(Beginning of Supplied records)

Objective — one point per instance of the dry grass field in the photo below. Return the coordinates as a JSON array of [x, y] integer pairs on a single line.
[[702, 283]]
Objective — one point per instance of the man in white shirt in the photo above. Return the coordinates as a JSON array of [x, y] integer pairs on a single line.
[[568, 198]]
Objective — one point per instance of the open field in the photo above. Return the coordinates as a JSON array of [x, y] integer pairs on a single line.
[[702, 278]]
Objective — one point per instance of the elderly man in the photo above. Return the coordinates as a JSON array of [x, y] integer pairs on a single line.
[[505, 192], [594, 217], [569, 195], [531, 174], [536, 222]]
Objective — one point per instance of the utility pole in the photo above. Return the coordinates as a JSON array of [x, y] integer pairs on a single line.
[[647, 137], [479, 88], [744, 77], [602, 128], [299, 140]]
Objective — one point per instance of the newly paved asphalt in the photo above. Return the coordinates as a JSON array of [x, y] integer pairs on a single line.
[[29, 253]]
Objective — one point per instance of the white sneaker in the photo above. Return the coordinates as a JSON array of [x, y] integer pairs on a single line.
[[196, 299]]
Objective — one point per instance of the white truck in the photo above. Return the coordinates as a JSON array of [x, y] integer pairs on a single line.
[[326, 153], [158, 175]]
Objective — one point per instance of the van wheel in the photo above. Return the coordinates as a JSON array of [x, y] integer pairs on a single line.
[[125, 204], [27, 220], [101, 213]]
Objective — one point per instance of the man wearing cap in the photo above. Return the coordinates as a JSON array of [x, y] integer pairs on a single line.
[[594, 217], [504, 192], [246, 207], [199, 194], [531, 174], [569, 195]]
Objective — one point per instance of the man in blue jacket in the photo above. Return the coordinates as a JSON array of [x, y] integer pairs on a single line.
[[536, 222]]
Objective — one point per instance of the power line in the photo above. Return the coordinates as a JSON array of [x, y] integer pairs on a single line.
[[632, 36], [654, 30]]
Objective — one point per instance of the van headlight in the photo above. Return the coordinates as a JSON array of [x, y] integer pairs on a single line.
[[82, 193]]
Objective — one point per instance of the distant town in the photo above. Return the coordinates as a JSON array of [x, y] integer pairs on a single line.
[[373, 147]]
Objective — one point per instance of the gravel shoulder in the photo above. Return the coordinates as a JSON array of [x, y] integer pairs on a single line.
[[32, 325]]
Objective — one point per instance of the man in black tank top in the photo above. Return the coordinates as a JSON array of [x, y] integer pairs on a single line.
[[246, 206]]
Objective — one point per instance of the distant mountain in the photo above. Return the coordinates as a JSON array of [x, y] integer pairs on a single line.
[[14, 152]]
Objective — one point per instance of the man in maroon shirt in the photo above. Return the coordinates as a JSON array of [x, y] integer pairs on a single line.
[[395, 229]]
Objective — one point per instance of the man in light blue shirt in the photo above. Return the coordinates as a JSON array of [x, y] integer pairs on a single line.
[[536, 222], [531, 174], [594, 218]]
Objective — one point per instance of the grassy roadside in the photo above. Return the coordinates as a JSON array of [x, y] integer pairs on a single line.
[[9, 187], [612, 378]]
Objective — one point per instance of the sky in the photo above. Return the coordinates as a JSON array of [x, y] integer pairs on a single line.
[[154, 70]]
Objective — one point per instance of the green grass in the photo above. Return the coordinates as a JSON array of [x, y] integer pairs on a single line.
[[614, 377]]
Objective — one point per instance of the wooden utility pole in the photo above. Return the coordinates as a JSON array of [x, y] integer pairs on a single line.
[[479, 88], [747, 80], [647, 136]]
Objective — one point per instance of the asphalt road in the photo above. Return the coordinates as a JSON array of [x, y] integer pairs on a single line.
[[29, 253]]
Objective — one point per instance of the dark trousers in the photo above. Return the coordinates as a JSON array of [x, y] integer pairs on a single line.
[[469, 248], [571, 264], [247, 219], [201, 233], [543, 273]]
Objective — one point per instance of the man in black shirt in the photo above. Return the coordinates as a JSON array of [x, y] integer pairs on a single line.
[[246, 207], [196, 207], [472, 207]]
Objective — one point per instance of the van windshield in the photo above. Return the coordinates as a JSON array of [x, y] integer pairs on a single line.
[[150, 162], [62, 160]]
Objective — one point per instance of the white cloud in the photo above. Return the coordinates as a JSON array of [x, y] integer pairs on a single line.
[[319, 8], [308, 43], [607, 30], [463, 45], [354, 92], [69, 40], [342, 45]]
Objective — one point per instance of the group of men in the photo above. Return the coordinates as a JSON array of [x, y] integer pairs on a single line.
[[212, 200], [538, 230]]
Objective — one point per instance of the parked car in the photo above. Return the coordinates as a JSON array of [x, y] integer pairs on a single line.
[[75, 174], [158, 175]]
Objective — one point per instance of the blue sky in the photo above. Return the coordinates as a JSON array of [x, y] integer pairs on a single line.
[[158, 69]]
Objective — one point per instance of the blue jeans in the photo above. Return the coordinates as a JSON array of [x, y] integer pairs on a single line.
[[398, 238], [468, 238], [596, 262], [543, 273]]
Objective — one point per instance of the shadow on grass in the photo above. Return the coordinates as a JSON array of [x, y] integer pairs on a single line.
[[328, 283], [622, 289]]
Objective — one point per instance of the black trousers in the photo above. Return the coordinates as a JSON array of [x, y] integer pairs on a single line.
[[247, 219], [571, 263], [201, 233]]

(End of Supplied records)

#### Exercise directions:
Your reply should be every line of the material, transcribed exactly.

#### Response:
Objective — one point per instance of the dry grass field in the photo below. Return the coordinates as a JSON array of [x, y] integer pairs on a single line.
[[702, 283]]
Objective — one point per instance of the man in white shirt in the photo above. Return the coordinates as a JSON array of [x, y] integer pairs on a single line.
[[568, 198]]
Objective — one point per instance of the open field in the photo above. Return the coordinates as a JSON array of [x, y] integer pairs on a single line.
[[702, 278]]
Objective — one point per instance of the elderly man in the photo above. Return the coordinates as a JSON array of [x, y] integer pairs on a single line.
[[505, 192], [594, 217], [569, 195], [531, 174], [536, 222]]
Objective — one point per instance of the utility pole in the photo above. Return the coordinates as a JSON array of [x, y] integer pairs on a single line.
[[647, 137], [479, 88], [744, 77], [602, 128], [299, 140]]
Objective — one point per instance of the newly paved asphalt in the photo above. Return the coordinates as a JSON array of [x, y] integer pairs on a single line.
[[29, 253]]
Objective — one point per instance of the white sneaker in the photo above. Return the coordinates as a JSON array of [x, y] integer pairs on a single line.
[[196, 299]]
Objective — one point per instance of the white truck in the photo above. Return the coordinates as a JSON array of [x, y] integer pairs on a single line.
[[326, 153], [158, 175]]
Objective — one point per instance of the van wheel in the photo above. Return the coordinates as a JSON array of [x, y] integer pairs on a single line.
[[125, 204], [27, 220], [101, 213]]
Objective — one point per instance of the man wearing cap in the photo above. Return the coordinates as a JSON array of [x, y] integer pairs on a single line.
[[594, 217], [504, 192], [246, 207], [199, 194], [531, 174], [569, 195]]
Objective — one point per instance of the man in blue jacket in the photo above. Return the coordinates as a JSON array of [x, y] integer pairs on a single line.
[[536, 222]]
Objective — one point per instance of the power line in the photo above. Return the coordinates as a JSON array of [x, y] integer pairs on a single line.
[[632, 36], [654, 30]]
Objective — one point per instance of the van headlight in the photo above. Return the coordinates as a JSON array of [x, y] integer pairs on a single line.
[[82, 193]]
Objective — one point per instance of the distant town in the photo above. Return the coordinates as a JSON array of [x, y] integer pairs on a single line.
[[373, 147]]
Objective — one point per instance of the gravel shoulder in the photo above. Return the coordinates as a JSON array of [x, y] integer pairs on a single line.
[[32, 325]]
Objective — one point per instance of the man in black tank top in the photo above. Return the coordinates as a JSON array of [x, y] integer pairs on a single line.
[[246, 206]]
Objective — one point per instance of the distant mountain in the photo above. Return the coordinates as a JSON array of [x, y] integer pairs on a single line.
[[14, 152]]
Objective — one point per instance of the man in maroon shirt in the photo above. Return the coordinates as a JSON array of [x, y] integer pairs on a single line.
[[395, 229]]
Objective — one point per instance of the man in light blue shirt in the photo above. Return the coordinates as a JSON array of [x, y] integer pairs on a single line.
[[536, 222], [531, 174], [594, 218]]
Objective — one point per instance of the grassy roadside in the photo above. Return the coordinates as a JSON array of [x, y] integer pairs on a single line.
[[9, 187], [612, 378]]
Objective — one point per instance of the sky in the photo above. Return the coordinates as a JSON array of [x, y] integer pairs on a single line.
[[154, 70]]
Objective — one point per instance of the green grass in the photo above. Return the coordinates as a JSON array of [x, y] integer pairs on a single line.
[[614, 377]]
Objective — one point per instance of the wooden utility pole in the photo above. Return the coordinates as a JSON array of [x, y] integer pairs on a single line.
[[479, 88], [747, 80], [647, 136]]
Objective — one point per instance of the asphalt road in the photo above. Return the coordinates as a JSON array of [x, y] integer pairs on a single line.
[[29, 253]]
Objective — one point per instance of the dark trousers in the photo above. Return the coordinates as a JSON array of [x, y] integer pairs on a single line.
[[469, 248], [571, 264], [247, 219], [201, 233], [543, 273]]
Objective — one point per instance of the man in black shirt in the photo above. Return the coordinates as a JSON array of [x, y] integer pairs on a single line.
[[246, 207], [196, 207], [472, 207]]
Objective — one point per instance of the van windshield in the photo above. Return the coordinates as a JSON array of [x, y] integer pairs on a single line.
[[150, 162], [62, 160]]
Objective — one point per instance of the white cloud in the photo above. Return the coordinates as a JSON array of [x, y] integer pairs on a single line.
[[319, 8], [308, 43], [607, 30], [463, 45], [354, 92], [69, 40], [342, 45]]
Objective — one point per instance of the group of men in the photo above. Return the coordinates as a JSON array of [x, y] integer pairs on a single line.
[[212, 200], [538, 230]]
Objective — one point per instance of the parked car in the photo above. Return the coordinates as a JSON array of [x, y] integer pairs on a single line.
[[75, 174], [158, 175]]
Objective — one point per instance of the blue sky in the photo above. Return the coordinates as a JSON array of [x, y] integer pairs on a single line.
[[158, 69]]
Objective — one point per instance of the blue jeans in the photo above. Return the coordinates as a JSON array of [x, y] integer pairs on a single line.
[[398, 238], [468, 238], [596, 262], [543, 273]]
Objective — one point per instance of the shadow on grass in the photo above. Return the coordinates as a JSON array of [x, y] integer pairs on a single line.
[[328, 283], [622, 289]]
Objective — one point per instance of the black trousers in the photo above. Return the coordinates as a JSON array of [x, y] integer pairs on a single line.
[[247, 219], [571, 263], [201, 233]]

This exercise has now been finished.